» A listagem
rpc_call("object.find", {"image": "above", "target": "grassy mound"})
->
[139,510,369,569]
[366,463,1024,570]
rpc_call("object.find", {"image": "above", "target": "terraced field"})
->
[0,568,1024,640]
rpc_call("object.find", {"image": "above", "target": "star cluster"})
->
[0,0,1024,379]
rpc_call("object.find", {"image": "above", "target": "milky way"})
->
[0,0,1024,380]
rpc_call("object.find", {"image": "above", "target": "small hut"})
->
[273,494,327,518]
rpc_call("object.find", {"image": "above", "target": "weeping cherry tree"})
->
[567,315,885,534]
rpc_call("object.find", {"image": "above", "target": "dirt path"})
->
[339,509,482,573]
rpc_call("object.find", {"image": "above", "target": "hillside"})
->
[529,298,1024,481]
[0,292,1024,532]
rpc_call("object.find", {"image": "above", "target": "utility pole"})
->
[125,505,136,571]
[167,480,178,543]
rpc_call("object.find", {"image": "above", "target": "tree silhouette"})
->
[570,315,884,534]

--

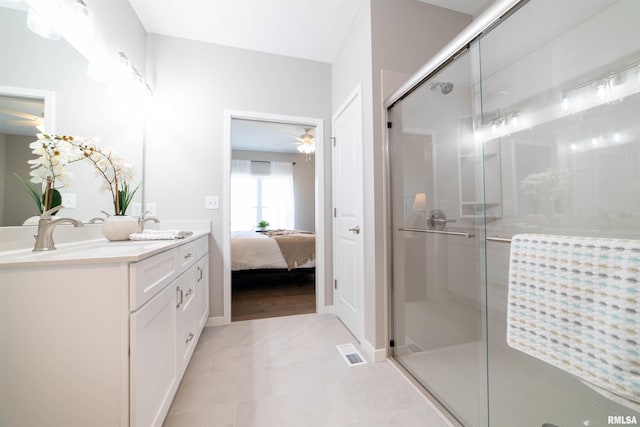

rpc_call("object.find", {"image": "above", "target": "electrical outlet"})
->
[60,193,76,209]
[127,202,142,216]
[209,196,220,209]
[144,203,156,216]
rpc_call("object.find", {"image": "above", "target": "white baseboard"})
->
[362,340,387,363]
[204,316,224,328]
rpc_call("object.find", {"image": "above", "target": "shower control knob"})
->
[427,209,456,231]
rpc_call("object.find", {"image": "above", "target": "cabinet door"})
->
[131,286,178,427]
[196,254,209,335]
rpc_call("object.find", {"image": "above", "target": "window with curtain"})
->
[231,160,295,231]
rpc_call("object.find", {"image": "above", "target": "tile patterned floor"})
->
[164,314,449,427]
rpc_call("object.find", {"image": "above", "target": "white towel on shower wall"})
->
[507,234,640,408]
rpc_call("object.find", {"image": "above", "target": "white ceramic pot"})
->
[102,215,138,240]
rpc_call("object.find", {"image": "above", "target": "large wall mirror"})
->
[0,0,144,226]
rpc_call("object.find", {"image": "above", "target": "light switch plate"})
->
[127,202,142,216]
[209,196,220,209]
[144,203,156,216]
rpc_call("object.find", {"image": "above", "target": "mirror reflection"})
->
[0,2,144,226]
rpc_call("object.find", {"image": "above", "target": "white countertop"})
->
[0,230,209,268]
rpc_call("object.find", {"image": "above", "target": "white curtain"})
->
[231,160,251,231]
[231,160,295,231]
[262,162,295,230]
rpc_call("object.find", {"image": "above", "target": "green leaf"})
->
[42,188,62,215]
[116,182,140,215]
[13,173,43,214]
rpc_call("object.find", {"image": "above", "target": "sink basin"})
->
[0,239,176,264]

» Objetivo do exercício
Por favor, transcreva sem alterações o trecho da listagem acima que vai da linha que contém "towel on shower" até a linha que contém "[0,239,176,264]", incluindo as duas.

» Resposta escrita
rpc_call("object.find", {"image": "above", "target": "white towel on shower wall"})
->
[507,234,640,408]
rpc_call("object.find", {"image": "above", "target": "white ceramic pot"})
->
[102,215,138,240]
rpc_call("object.find", {"image": "above", "target": "large wall mirror"})
->
[0,0,144,226]
rpc_call("object.find", {"image": "above", "target": "light switch plate"})
->
[127,202,142,216]
[209,196,220,209]
[144,203,156,216]
rpc_call("object.find", {"image": "above", "target": "mirror reflection"})
->
[0,2,144,226]
rpc_call("object.find", {"image": "above", "target": "white countertop"})
->
[0,230,209,268]
rpc_call("object.find", {"image": "above", "target": "white curtain"})
->
[231,160,251,231]
[231,160,295,231]
[262,162,295,230]
rpc_call("object.find", {"image": "above", "target": "green leaf"})
->
[42,188,62,215]
[116,182,140,215]
[13,173,43,214]
rpc_call("object.find", {"image": "above", "target": "sink basin"})
->
[0,239,176,264]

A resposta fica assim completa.